§ Consigne
Poursuivez l'intervention parlementaire consacrée aux marchands de sommeil en reprenant le propos à la suite de sa dernière phrase.

§ Texte à lire
________________________

Intervention de Christelle Dubos

Séance en hémicycle du jeudi 8 mars 2018 à 21h30
Lutte contre marchands de sommeil — Motion de renvoi en commission

Photo issue du site de l'Assemblée nationale ou de WikipediaChristelle Dubos :

Je tiens à vous remercier, monsieur le rapporteur, d'appeler ce soir l'attention de notre hémicycle sur le phénomène des marchands de sommeil. C'est un sujet grave. En tant qu'ancienne travailleuse sociale, j'y suis particulièrement sensible, mais nous sommes nombreux à avoir été confrontés à de telles situations dans nos circonscriptions.

Les marchands de sommeil sont ces propriétaires qui exploitent à l'extrême la détresse des publics les plus fragilisés. Ils maximisent leurs revenus en mettant en location des biens peu ou pas entretenus, souvent indignes ou insalubres, et généralement suroccupés.

Il existe en France environ 420 000 logements occupés considérés comme potentiellement indignes. En Île-de-France, l'Établissement public foncier recensait en septembre dernier environ 180 000 logements privés potentiellement indignes, soit près de 5 % des résidences principales privées. Mais ce n'est pas seulement un problème francilien, tous les territoires y sont confrontés. En Nouvelle-Aquitaine, le parc privé potentiellement indigne représentait plus de 7 % des résidences principales, soit plus de 90 000 logements, dont plus de 40 % sont situés dans mon département de la Gironde.

Les villes et les intercommunalités sont en première ligne face à cette problématique qui recouvre des réalités diverses. À côté de propriétaires indélicats ou négligents, peu attentifs aux critères de décence, dont le bien s'est dégradé au fil du temps, ces dernières se trouvent face à de véritables marchands de sommeil professionnels, organisés, et sévissant dans plusieurs copropriétés dégradées.

La variété des situations complexifie la détection de ce fléau, qui continue de gangrener notre pays, malgré les nombreuses avancées de la loi ALUR de 2014 en la matière.

________________________

§ Données fournies
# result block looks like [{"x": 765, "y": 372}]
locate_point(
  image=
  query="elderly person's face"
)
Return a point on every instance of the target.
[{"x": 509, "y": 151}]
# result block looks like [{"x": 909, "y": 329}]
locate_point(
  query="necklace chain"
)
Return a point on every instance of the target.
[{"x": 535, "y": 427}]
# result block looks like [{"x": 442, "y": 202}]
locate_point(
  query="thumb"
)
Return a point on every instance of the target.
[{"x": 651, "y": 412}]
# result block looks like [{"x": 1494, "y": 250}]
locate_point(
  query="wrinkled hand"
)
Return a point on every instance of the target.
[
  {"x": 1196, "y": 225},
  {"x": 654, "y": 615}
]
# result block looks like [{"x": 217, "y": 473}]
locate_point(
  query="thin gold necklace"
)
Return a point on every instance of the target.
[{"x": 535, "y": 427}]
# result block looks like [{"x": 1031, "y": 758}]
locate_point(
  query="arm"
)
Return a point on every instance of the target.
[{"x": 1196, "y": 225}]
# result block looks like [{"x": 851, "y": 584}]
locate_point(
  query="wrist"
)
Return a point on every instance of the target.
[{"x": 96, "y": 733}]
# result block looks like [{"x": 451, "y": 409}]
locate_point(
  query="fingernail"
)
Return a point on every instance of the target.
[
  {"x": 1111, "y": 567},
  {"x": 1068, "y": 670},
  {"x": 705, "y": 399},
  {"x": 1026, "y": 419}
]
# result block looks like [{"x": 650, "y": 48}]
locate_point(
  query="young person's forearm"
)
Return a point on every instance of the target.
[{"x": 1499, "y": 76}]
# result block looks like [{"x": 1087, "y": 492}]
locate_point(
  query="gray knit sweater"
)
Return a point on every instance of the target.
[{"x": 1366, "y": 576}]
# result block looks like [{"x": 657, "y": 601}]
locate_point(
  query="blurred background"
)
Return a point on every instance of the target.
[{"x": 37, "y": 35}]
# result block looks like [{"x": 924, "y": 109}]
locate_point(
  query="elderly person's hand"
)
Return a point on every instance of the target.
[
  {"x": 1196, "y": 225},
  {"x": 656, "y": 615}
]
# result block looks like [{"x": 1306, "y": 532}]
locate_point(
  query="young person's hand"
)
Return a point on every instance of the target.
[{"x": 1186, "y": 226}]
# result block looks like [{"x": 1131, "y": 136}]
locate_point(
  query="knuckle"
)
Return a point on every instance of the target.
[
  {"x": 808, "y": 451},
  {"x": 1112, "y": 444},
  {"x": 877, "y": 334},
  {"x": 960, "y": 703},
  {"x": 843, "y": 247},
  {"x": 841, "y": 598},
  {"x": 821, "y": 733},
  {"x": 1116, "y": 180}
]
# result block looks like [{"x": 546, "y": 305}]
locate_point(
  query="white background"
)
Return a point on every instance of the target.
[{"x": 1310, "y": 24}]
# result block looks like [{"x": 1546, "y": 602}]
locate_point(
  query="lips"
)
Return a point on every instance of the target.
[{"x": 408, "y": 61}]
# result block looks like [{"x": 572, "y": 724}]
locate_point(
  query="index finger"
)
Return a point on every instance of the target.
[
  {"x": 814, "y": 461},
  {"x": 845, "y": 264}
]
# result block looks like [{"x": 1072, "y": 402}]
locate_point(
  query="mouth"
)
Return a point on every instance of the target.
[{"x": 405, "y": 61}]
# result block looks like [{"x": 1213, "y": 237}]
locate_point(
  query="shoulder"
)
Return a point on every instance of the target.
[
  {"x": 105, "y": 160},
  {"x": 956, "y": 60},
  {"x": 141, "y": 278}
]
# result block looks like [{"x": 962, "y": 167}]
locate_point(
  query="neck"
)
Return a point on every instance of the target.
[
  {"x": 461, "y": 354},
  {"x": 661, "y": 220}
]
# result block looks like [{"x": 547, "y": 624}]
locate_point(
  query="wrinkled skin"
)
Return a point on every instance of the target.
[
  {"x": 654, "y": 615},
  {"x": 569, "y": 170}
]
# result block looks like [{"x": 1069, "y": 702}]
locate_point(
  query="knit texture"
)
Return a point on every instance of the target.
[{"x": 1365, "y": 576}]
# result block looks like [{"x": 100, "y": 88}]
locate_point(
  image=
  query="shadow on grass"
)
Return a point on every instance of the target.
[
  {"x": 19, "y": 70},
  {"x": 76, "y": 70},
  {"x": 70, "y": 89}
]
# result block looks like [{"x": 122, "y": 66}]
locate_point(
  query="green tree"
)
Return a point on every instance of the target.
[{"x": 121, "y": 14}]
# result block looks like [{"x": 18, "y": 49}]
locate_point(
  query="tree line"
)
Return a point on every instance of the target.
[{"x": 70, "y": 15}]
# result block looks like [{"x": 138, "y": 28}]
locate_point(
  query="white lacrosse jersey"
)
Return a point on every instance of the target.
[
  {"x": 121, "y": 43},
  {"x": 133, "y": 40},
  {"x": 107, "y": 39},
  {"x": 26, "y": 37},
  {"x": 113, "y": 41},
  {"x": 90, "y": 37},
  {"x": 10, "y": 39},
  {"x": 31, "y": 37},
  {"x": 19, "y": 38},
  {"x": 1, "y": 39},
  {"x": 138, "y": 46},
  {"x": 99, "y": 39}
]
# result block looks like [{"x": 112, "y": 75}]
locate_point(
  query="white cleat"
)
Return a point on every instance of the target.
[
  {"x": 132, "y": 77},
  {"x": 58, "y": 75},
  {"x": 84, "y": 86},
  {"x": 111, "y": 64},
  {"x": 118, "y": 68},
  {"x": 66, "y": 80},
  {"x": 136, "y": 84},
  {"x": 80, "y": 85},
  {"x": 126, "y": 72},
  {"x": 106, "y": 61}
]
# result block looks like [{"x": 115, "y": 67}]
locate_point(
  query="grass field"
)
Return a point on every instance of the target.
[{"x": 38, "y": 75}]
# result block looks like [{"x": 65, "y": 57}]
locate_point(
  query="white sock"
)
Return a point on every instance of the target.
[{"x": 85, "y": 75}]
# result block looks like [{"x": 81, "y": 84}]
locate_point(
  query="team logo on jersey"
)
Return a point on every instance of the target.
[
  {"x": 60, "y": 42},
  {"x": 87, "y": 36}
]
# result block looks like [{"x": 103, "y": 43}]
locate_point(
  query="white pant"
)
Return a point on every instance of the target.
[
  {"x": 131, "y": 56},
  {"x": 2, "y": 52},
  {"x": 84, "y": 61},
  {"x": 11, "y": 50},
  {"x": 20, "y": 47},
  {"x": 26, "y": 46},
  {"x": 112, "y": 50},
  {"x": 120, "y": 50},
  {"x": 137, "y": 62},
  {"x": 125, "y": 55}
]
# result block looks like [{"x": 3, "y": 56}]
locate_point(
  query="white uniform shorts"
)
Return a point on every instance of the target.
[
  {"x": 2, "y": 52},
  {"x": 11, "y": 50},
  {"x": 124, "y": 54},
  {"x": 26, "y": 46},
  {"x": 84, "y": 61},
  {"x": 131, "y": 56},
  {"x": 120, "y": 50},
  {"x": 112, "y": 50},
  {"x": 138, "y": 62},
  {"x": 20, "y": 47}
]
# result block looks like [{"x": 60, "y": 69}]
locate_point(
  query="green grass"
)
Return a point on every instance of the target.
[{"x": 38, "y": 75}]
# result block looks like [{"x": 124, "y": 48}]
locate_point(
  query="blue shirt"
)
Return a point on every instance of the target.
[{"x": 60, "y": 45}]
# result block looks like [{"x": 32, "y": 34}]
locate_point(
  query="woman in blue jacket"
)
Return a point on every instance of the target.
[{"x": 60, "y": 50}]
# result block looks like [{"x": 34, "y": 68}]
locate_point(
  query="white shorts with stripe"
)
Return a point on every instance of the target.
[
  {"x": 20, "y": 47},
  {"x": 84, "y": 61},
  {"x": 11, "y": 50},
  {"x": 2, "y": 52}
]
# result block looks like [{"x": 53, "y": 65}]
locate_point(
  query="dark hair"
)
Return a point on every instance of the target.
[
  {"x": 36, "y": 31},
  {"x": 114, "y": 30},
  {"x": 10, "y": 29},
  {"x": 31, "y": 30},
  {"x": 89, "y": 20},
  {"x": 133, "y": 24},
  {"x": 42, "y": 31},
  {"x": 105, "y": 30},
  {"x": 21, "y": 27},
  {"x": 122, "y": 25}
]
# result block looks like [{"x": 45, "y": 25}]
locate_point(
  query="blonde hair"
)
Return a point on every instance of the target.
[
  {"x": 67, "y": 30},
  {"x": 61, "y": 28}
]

________________________

§ Production
En effet, les collectivités ont acquis la possibilité de vérifier la qualité des logements mis en location sur leur territoire. Pour ce faire, elles peuvent définir par délibération les zones dans lesquelles la mise en location d'un bien doit faire l'objet d'une déclaration ou d'une autorisation préalable. Une sanction pénale d'interdiction d'achat d'un bien immobilier pendant cinq ans a été créée à l'encontre des marchands de sommeil condamnés. Une astreinte administrative a été introduite pour accompagner les arrêtés d'insalubrité ou de péril prononcés avec prescription de travaux. Pouvant aller jusqu'à 1 000 euros par jour de retard et par arrêté, elle permet de garantir le suivi de ces arrêtés et leur caractère contraignant. Enfin, un acteur unique compétent en matière de police spéciale de lutte contre l'habitat indigne a été désigné en la personne du président de l'établissement public de coopération intercommunale – EPCI.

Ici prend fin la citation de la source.